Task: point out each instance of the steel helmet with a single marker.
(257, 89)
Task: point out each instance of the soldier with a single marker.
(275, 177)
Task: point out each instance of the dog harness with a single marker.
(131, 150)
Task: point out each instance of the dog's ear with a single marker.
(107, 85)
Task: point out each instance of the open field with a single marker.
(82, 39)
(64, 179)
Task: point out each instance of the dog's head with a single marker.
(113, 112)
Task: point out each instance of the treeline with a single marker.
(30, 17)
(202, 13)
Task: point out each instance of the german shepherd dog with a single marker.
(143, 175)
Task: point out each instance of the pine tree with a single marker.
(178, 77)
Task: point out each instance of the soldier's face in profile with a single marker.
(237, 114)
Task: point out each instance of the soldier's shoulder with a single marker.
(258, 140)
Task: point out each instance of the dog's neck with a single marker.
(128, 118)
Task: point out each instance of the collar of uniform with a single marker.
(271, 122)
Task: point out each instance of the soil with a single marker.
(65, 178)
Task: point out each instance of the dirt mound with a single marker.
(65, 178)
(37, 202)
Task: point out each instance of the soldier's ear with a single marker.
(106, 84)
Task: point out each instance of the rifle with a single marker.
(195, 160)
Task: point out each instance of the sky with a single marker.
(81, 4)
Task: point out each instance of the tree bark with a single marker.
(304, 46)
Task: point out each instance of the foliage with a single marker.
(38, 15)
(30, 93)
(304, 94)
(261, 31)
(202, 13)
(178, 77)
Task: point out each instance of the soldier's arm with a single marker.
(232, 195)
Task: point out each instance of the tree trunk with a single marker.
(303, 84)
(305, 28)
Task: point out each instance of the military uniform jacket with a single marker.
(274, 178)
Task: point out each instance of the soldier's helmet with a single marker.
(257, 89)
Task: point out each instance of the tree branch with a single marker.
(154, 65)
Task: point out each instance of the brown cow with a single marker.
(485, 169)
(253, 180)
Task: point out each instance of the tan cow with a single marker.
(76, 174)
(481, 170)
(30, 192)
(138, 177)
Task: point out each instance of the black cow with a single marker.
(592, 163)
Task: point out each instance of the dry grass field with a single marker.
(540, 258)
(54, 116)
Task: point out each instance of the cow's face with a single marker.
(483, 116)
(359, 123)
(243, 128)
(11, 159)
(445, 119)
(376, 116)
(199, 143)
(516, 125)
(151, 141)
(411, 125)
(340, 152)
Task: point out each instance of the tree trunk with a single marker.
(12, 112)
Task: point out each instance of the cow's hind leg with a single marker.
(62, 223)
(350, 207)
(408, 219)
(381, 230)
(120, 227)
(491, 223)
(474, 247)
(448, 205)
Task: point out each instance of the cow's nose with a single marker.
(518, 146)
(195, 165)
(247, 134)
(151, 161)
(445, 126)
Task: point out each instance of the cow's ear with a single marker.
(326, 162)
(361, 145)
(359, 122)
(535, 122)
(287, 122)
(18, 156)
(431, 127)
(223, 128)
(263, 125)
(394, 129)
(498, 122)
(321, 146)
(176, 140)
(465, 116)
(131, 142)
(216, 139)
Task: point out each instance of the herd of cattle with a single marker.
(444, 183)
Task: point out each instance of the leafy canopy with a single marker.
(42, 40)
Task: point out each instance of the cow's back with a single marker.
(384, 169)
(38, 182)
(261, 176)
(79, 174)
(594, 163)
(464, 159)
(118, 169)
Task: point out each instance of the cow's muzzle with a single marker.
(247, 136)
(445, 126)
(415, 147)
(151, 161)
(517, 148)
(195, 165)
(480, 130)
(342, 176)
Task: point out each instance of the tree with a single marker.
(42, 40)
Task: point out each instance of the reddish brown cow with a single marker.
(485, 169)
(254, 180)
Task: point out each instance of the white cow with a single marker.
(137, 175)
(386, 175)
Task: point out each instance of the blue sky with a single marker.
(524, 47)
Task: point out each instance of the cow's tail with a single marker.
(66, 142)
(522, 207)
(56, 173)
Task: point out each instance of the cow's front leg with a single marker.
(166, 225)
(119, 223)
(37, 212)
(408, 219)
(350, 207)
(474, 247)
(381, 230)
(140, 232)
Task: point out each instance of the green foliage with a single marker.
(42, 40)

§ TRY IT:
Above are some records. Print them all exactly.

§ EXERCISE RESULT:
Task: point out each instance of the steel helmet with a single marker.
(257, 89)
Task: point out each instance of the soldier with a single marker.
(275, 177)
Task: point out each instance of the dog harness with a single marker.
(131, 150)
Task: point out each instance of the dog's ear with a single marker.
(107, 85)
Task: point out each instance of the open field with a single marker.
(82, 39)
(64, 179)
Task: point out each instance of the dog's head with a single marker.
(113, 112)
Task: point out each instance of the treeline with a single marker.
(30, 17)
(202, 13)
Task: point out each instance of the german shepherd dog with a single marker.
(143, 175)
Task: point out each instance of the pine tree with a single marker.
(178, 77)
Task: point out each instance of the soldier's face in profile with a single marker.
(237, 114)
Task: point out each instance of the soldier's shoulder with a single marker.
(258, 140)
Task: point out each instance of the dog's neck with a single marker.
(128, 118)
Task: point out each instance of the collar of uniform with a single marker.
(271, 122)
Task: point out each instance of the soil with a single marker.
(65, 178)
Task: point out each instance of the dirt mound with a single marker.
(65, 178)
(37, 202)
Task: point out each instance of the soldier's ear with a single marker.
(106, 84)
Task: point out each instance of the rifle with a single marker.
(195, 160)
Task: point out each instance of the sky with a single marker.
(81, 4)
Task: point out each instance of the tree bark with a single marker.
(304, 46)
Task: point out each instance of the foliage with a single marker.
(38, 15)
(30, 93)
(304, 94)
(261, 31)
(202, 13)
(178, 77)
Task: point out each instance of the soldier's arm with a single marker.
(232, 195)
Task: point out each instance of the tree trunk with a single marker.
(303, 84)
(305, 28)
Task: point out each instance of the military uniform jacket with a single marker.
(274, 178)
Task: point out each instance of the soldier's helmet with a single marker.
(257, 89)
Task: point out each instance of the tree branch with a single marker.
(154, 65)
Task: point out each instance of the brown cow with a single marker.
(485, 169)
(253, 180)
Task: point out each instance of the tan cow with a single marker.
(76, 174)
(481, 170)
(30, 192)
(138, 177)
Task: point out each instance of the black cow with a single marker.
(592, 163)
Task: point out each instance of the dry grass field with a single marker.
(540, 258)
(54, 116)
Task: point out each instance of the cow's face with a single marker.
(483, 116)
(359, 123)
(243, 128)
(11, 159)
(445, 119)
(376, 116)
(199, 143)
(516, 125)
(151, 141)
(411, 125)
(340, 152)
Task: point out each instance of the tree trunk with a single marker.
(12, 112)
Task: point out each instance of the cow's hind leg with a single marker.
(62, 223)
(350, 207)
(408, 219)
(381, 230)
(120, 227)
(491, 223)
(474, 247)
(448, 205)
Task: point out each instance of the cow's nose with a single marker.
(518, 146)
(195, 165)
(247, 134)
(151, 161)
(445, 126)
Task: point out each instance of the cow's ear with a single marker.
(326, 162)
(361, 145)
(359, 122)
(535, 122)
(287, 122)
(18, 156)
(431, 127)
(223, 128)
(263, 125)
(394, 129)
(498, 122)
(321, 146)
(176, 140)
(465, 116)
(131, 142)
(216, 139)
Task: point out each instance of the herd of cattle with a single marker.
(444, 183)
Task: point out each instance of the leafy canopy with a single marker.
(42, 40)
Task: point out each instance of the cow's back with a single marker.
(384, 169)
(38, 182)
(261, 176)
(79, 174)
(594, 163)
(464, 159)
(118, 169)
Task: point out each instance of the cow's muzzle with a single marker.
(247, 136)
(445, 126)
(415, 147)
(151, 161)
(517, 148)
(195, 165)
(480, 130)
(342, 176)
Task: point out each instance of the tree with a single marker.
(42, 40)
Task: point out each instance of the reddish brown cow with a single marker.
(485, 169)
(254, 180)
Task: point out each instance of the white cow with a single marker.
(137, 175)
(386, 175)
Task: point out each instance of the blue sky with a single marker.
(524, 47)
Task: point out each instance of the cow's tail with a single marker.
(66, 142)
(522, 207)
(56, 173)
Task: point out each instance of the cow's front leg with a single marker.
(166, 225)
(119, 223)
(37, 212)
(408, 219)
(350, 207)
(474, 247)
(381, 230)
(140, 232)
Task: point out each instance of the green foliage with a single marker.
(42, 40)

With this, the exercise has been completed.